Problems to work on
• 1. From the interrogatory response, copy the passage that runs from "Braddock is expected to testify that" up to and including "Dr. Marvin P.", word for word.
• 2. Under which section of the Practice Book does the interrogatory response list the plaintiffs' expected experts?

Passage provided
※ ※ ※
Interrogatory 18. Please specify the name and address of
each and every person the plaintiffs expect to call as an expert
witness at trial. For each such person please provide the
following:
a. The date on which that person is expected to complete
the review, analysis, or consideration necessary to formulate the
opinions which that person will be called upon to offer at trial;
b. The subject matter upon which that person is expected to
testify; and
Cc. The substance of the facts and opinions to which that
person is expected to testify and a summary of the grounds for
each opinion.
RESPONSE: Experts whom the plaintiffs expect to call at trial
are listed below, pursuant to Practice Book Section 220(D), as
modified by the Court:
Dr. Jomills Henry Braddock, II, Center for Social
Organization of Schools, Johns Hopkins University, 3505
North Charles Street, Baltimore, Maryland, 21218. Dr.
Braddock is expected to testify to (1) the adverse
educational and long-term effects of racial, ethnic,
and economic segregation; (2) the adverse effects of
racial, ethnic, and economic segregation on the
educational process within schools. Specifically, Dr.
Braddock is expected to testify that school segregation
tends to perpetuate segregation in adult life, that
school desegregation helps to transcend systemic
reinforcement of inequality of opportunity, and that
segregation affects the educational process within
schools. In his testimony, the materials on which Dr.
Braddock is expected to rely include his published
works, as well as research currently being conducted on
the educational and long-term effects of racial,
ethnic, and economic segregation by Dr. Marvin P.
i 3.
Dawkins and Dr. William Trent. (See descriptions
below.) Dr. Braddock is expected to base his testimony
on (1) Braddock, “The Perpetuation of Segregation
Across Levels of Education: A Behavioral Assessment of
the Contact-Hypothesis,” 53 Sociology of Education 178-
186 (1980); (2) Braddock, Crain, McPartland, “A Long-
Term View of School Desegregation: Some Recent Studies
of Graduates as Adults.” Phi Delta Kappan 259-264
(1984); (3) Braddock, “Segregated High School
Experiences and Black Students’ College and Major Field.
Choices,” Paper Presented at the National Conference on
School Desegregation, University of Chicago (1987); (4)
※ ※ ※
Information provided
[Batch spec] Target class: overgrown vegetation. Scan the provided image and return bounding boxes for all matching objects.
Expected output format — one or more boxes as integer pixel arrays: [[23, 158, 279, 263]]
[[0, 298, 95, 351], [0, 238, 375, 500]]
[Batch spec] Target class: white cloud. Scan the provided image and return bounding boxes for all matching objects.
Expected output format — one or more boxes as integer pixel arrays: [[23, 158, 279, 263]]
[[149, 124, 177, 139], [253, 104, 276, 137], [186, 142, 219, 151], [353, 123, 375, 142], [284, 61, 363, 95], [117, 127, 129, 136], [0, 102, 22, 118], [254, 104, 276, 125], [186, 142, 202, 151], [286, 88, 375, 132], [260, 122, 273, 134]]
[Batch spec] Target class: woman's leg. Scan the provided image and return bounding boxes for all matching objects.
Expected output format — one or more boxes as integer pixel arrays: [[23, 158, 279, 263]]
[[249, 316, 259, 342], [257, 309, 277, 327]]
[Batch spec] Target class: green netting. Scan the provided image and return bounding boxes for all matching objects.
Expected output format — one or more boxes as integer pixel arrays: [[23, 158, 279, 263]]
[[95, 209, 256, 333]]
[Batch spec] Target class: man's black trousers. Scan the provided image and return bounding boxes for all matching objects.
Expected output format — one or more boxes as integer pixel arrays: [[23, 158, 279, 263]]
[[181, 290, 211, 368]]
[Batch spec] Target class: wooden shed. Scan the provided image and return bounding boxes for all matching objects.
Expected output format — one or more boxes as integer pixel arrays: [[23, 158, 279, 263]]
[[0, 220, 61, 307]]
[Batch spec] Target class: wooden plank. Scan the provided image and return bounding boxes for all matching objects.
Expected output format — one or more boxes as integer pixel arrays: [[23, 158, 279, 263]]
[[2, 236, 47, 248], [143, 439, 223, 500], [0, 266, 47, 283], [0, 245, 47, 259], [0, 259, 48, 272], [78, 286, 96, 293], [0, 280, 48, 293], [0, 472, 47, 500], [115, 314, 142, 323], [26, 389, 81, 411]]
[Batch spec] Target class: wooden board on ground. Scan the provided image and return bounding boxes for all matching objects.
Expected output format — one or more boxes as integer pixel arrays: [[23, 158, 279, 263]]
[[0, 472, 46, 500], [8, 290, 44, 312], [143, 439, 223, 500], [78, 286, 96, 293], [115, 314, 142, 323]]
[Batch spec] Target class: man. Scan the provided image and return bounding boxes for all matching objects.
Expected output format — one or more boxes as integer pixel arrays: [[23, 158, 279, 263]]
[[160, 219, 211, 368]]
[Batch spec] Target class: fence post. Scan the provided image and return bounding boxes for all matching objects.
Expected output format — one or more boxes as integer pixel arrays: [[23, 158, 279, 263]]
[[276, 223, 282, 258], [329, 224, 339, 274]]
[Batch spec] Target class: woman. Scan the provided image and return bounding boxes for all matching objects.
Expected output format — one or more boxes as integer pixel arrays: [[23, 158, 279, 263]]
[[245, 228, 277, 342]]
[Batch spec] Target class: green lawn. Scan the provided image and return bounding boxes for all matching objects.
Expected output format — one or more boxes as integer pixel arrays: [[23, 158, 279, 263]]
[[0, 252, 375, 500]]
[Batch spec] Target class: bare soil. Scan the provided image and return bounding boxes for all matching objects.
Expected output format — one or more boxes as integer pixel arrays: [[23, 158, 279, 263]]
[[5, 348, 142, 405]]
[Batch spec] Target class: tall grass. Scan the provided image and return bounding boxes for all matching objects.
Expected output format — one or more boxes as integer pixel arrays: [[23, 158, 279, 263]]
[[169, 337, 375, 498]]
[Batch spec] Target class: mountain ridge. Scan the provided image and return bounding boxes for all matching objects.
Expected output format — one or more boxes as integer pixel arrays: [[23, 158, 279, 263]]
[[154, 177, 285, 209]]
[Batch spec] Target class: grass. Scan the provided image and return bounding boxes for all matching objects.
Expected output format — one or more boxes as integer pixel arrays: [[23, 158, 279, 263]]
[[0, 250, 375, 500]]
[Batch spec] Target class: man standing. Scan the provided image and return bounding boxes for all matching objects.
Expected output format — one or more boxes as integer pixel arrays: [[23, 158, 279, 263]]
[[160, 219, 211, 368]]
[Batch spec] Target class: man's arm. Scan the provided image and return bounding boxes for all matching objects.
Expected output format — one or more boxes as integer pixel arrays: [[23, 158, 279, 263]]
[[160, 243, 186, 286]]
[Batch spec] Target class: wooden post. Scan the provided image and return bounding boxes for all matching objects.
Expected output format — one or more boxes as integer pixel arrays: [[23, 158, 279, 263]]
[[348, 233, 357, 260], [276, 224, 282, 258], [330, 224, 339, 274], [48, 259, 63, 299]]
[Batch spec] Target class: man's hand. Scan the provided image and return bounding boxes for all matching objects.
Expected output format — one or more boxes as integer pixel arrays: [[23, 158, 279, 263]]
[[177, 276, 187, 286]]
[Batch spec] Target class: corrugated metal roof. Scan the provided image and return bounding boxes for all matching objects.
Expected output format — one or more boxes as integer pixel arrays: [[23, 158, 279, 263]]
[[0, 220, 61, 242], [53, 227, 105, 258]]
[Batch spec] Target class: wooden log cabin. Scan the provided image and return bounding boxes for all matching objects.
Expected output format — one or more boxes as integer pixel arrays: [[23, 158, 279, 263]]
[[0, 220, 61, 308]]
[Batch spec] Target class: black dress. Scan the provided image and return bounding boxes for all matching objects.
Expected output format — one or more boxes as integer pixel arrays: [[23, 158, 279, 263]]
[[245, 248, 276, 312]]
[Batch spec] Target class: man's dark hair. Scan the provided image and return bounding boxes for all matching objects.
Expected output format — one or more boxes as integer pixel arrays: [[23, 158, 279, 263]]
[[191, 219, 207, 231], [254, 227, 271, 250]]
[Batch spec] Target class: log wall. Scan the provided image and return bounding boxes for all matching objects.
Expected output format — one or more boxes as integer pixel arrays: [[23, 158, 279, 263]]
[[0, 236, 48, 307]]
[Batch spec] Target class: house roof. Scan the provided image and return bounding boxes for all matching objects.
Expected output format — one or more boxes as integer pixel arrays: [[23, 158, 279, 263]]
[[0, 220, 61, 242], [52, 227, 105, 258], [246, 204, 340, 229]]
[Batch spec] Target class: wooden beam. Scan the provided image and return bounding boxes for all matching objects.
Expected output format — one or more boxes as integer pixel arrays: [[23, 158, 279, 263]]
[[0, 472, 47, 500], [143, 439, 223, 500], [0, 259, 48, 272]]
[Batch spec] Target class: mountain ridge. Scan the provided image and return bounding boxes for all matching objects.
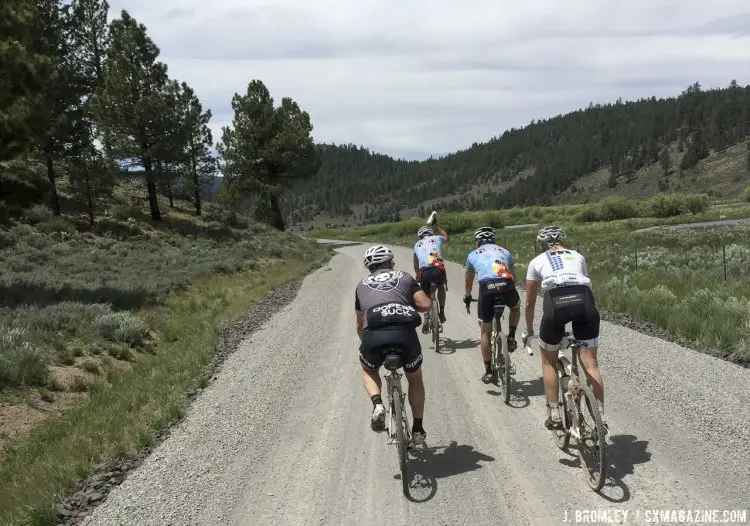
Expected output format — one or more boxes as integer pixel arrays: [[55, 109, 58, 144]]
[[284, 81, 750, 225]]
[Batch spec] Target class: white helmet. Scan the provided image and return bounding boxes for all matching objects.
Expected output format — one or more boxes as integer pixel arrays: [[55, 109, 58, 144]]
[[474, 226, 495, 245], [536, 226, 568, 246], [417, 226, 435, 239], [363, 245, 393, 269]]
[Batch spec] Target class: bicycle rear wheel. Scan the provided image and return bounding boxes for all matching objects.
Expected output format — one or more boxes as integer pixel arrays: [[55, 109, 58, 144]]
[[577, 381, 607, 491], [552, 360, 572, 451], [391, 396, 409, 496], [430, 292, 440, 352]]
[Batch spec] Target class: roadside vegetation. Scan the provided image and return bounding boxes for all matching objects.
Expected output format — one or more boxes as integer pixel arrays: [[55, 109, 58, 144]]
[[315, 195, 750, 365], [0, 0, 330, 524]]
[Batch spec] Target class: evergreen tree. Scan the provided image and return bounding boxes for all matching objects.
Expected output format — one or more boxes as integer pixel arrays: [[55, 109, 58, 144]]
[[219, 80, 319, 230], [93, 10, 174, 221]]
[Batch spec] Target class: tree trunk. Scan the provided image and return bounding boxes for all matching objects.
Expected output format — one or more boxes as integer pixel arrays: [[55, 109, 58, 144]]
[[167, 174, 174, 208], [270, 193, 286, 230], [83, 161, 95, 226], [143, 157, 161, 221], [190, 141, 201, 216], [45, 154, 60, 216]]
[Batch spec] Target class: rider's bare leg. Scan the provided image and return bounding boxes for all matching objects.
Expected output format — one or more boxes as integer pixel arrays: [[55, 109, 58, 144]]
[[578, 349, 604, 415], [406, 368, 424, 419], [479, 321, 492, 363]]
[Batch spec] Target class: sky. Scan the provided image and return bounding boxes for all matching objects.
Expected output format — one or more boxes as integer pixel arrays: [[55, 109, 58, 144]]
[[110, 0, 750, 159]]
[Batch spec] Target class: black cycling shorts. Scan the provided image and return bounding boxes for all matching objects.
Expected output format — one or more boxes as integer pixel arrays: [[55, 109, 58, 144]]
[[359, 327, 422, 373], [539, 285, 600, 345], [477, 278, 521, 323], [419, 267, 446, 294]]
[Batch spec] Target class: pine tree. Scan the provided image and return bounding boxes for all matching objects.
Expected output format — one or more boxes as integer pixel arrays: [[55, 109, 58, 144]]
※ ※ ※
Results by task
• 1.
Braddock is expected to testify that school segregation
tends to perpetuate segregation in adult life, that
school desegregation helps to transcend systemic
reinforcement of inequality of opportunity, and that
segregation affects the educational process within
schools. In his testimony, the materials on which Dr.
Braddock is expected to rely include his published
works, as well as research currently being conducted on
the educational and long-term effects of racial,
ethnic, and economic segregation by Dr. Marvin P.

• 2. Practice Book Section 220(D), as modified by the Court.